## Testo fornito
Come si fa a non essere d’accordo con lo storico ed intellettuale Galli della Loggia quando segnala, dalla RAI e dal Corriere, che la scuola dovrebbe riappropriarsi del suo ruolo di luogo dell’istruzione e della cultura. Il tema cade a fagiolo ora che l’ultimo governo, quello della Meloni, ha aggiunto al titolo Ministero per la Pubblica Istruzione la dicitura… “e del Merito”.
Un sostantivo che immediatamente ha messo in subbuglio gli ambienti scolastici e finanche universitari. Merito a chi? Di chi? Si parla degli studenti? Degli insegnanti?
Sdoganare il merito non era semplice. Dal 1968 in poi il merito ha suscitato furiosi anatemi specie della sinistra, la quale sosteneva qualcosa che era ed è in parte ancora vero, ossia che spesso il merito sia più favorevole ai figli della borghesia, di coloro che avendo più mezzi e condizioni economiche e sociali migliori, sarebbero inevitabilmente destinati a primeggiare nelle scuole, nelle università come nella vita.
Tanto, che negli anni del liceo, ricordo ancora che la stessa sinistra (specie quella più estrema) combatteva per il sei minimo garantito a tutti, a prescindere. Il cosiddetto sei politico. Così che nella scuola non vi fossero più selezioni. Tutti avanti sempre fino alla laurea, anche senza merito se necessario.

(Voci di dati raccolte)
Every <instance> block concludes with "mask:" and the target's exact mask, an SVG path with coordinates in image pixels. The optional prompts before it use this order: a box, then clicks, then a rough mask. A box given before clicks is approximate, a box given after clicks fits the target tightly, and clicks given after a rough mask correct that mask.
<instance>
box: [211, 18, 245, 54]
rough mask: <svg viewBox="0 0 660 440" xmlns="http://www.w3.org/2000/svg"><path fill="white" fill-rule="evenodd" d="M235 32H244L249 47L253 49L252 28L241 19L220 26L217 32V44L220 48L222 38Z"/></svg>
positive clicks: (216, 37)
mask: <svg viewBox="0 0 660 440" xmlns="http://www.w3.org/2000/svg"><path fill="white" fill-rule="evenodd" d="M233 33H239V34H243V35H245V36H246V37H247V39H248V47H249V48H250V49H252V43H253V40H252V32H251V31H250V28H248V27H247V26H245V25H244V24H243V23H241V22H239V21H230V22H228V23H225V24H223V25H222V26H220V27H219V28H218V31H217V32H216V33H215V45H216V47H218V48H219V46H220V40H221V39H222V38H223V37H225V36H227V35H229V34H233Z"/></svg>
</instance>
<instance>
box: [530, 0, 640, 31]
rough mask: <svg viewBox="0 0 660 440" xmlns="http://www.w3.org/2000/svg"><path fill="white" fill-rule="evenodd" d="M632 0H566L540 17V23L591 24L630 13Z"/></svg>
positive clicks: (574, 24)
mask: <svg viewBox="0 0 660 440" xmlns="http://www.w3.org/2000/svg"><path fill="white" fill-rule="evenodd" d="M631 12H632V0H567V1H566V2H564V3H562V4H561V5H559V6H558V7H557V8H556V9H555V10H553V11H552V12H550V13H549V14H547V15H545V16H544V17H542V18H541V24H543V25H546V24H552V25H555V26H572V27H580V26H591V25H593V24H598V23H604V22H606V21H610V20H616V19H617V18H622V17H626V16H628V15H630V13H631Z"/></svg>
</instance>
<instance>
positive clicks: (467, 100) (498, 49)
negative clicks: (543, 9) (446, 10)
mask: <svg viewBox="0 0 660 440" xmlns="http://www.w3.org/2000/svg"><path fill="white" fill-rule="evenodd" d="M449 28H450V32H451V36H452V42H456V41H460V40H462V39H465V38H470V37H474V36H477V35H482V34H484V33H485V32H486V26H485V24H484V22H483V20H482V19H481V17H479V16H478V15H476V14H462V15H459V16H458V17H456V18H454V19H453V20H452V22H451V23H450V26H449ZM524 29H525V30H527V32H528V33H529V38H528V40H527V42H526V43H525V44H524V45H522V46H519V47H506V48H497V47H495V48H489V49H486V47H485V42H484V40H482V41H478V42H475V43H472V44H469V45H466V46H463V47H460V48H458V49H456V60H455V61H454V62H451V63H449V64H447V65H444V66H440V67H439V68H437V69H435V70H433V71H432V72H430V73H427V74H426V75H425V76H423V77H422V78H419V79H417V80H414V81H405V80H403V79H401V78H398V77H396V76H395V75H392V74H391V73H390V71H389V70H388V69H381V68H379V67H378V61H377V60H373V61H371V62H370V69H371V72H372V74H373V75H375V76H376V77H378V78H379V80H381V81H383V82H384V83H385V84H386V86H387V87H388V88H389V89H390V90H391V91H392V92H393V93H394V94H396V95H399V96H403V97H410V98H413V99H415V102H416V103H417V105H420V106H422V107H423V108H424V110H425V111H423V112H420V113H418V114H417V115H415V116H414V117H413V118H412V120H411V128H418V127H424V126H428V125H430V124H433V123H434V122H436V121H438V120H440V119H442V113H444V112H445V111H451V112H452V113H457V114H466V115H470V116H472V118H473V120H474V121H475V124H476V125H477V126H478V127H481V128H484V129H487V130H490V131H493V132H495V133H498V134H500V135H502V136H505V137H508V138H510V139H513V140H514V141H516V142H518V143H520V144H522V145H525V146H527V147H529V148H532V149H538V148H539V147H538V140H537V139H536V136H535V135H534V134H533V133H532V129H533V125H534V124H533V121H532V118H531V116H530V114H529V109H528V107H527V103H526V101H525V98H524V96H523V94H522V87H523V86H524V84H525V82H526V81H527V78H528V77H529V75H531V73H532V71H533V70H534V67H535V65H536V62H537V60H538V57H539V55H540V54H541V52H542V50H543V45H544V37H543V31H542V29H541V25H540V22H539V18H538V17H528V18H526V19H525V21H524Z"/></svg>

## Compiti da svolgere
- 1) Elenca tutte le frasi chiuse da un punto interrogativo nel testo sul merito nella scuola.
- 2) Prosegui il testo sul merito nella scuola dopo la sua ultima frase.
Il materiale è separato dal testo e va considerato a parte.

## Risposte ai compiti
- 1)
- Merito a chi?
- Di chi?
- Si parla degli studenti?
- Degli insegnanti?

- 2)
In generale da noi il merito, come l’attigua parola “responsabilità”, sono parole che suscitano l’orticaria a molte categorie di lavoro, specie del settore pubblico. Si fa carriera non per merito ma per scatti di anzianità. I magistrati, ad esempio, bravi o meno che siano, sono comunque premiati, basta invecchiare. Sia per i giudici soubrette, che impallinano il potente di turno e godono della stampa favorevole, che per quelli più seriosi, che lavorano alacremente nel silenzio, senza sognare di essere vedette, il destino è lo stesso. È già scritto.
Anche gli insegnanti non vedono riconoscere il loro merito, sia il bravo che si aggiorna e si impegna ad istruire che quello che invece passa l’ora leggendo il giornale. Hanno tutti lo stesso stipendio e la stessa carriera.
Il povero Renzi, quando fu al governo rischiò il linciaggio per aver detto che il merito va riconosciuto e che la categoria degli insegnanti, maltrattata e mal pagata, aveva ormai perso l’autorevolezza di un tempo, quando essere professori non dava certo ricchezza ma riconoscimento sociale e sicuramente il rispetto degli alunni e dei loro familiari.
Quell’autorevolezza agli insegnanti e professori la dava proprio il compito di selezionare gli studenti, il compito di riconoscere e portare avanti i più meritevoli, sulla base delle loro capacità di apprendimento, sull’impegno ad istruirsi. I meritevoli erano anche coloro che dallo studio traevano esempi che portavano alla responsabilità e all’amore verso le materie di studio.
Oggi la scuola ricorda sempre più l’Istituto Mary Poppins del film Bianca di Nanni Moretti che circa quaranta anni fa fu profeta delle nostre attuali sventure didattiche.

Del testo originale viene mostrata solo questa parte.